== What needs to be done ==
Starting with the first line of the items and going on through the line with "[(33, 159), (99, 154)]", write those lines out again with the requests included. Shift every coordinate value in the answers up by 74.

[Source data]

_ _ _

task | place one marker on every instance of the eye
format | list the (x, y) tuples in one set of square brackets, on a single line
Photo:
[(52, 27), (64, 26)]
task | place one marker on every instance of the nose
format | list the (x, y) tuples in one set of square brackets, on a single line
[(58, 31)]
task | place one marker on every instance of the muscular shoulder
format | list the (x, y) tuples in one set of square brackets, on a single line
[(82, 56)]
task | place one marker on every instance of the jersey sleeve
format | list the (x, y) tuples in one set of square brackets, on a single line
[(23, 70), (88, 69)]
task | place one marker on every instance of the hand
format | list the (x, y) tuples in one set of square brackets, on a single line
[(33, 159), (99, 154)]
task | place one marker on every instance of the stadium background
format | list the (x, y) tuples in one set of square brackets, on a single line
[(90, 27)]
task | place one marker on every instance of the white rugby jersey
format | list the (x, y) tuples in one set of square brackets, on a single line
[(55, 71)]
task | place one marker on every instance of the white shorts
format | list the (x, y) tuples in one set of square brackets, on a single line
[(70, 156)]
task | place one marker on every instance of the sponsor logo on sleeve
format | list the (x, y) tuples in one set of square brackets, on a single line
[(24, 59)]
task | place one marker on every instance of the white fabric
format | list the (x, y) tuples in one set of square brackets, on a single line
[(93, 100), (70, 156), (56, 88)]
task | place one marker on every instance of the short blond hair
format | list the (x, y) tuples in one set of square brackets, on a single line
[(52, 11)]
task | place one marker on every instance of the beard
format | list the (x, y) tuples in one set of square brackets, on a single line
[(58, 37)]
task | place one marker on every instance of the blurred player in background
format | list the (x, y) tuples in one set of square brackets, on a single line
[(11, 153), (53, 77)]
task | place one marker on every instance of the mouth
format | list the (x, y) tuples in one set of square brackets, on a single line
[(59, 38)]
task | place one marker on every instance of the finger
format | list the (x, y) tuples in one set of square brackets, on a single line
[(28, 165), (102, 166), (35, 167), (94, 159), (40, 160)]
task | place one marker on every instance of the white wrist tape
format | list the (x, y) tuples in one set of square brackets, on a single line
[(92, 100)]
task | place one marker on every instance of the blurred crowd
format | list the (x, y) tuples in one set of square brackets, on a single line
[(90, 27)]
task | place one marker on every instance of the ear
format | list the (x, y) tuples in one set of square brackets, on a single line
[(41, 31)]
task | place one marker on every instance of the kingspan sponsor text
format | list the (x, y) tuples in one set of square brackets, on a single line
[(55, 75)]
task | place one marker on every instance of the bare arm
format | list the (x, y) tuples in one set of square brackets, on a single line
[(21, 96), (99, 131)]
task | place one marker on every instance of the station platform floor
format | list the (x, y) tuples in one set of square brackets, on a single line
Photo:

_ _ _

== Task answer ==
task | place one marker on every instance of the eye
format | list the (x, y) tuples in one set of square brackets, on a single line
Photo:
[(126, 101), (138, 100)]
task | place one marker on every instance of the nose
format | list the (x, y) tuples in one set of square brackets, on a single line
[(132, 105)]
task | place one marker on every instance of the muscular shoulder
format | list the (x, y) tuples in one set of square brackets, on a single line
[(156, 130)]
task | place one marker on every instance of the jersey sleeve
format | list the (x, y) tuples in one set of square brackets, on a single line
[(97, 144), (162, 143)]
task | place one marker on every instance of the hand
format | list the (x, y) tuples in one set of square brackets, on a single line
[(107, 233), (173, 228)]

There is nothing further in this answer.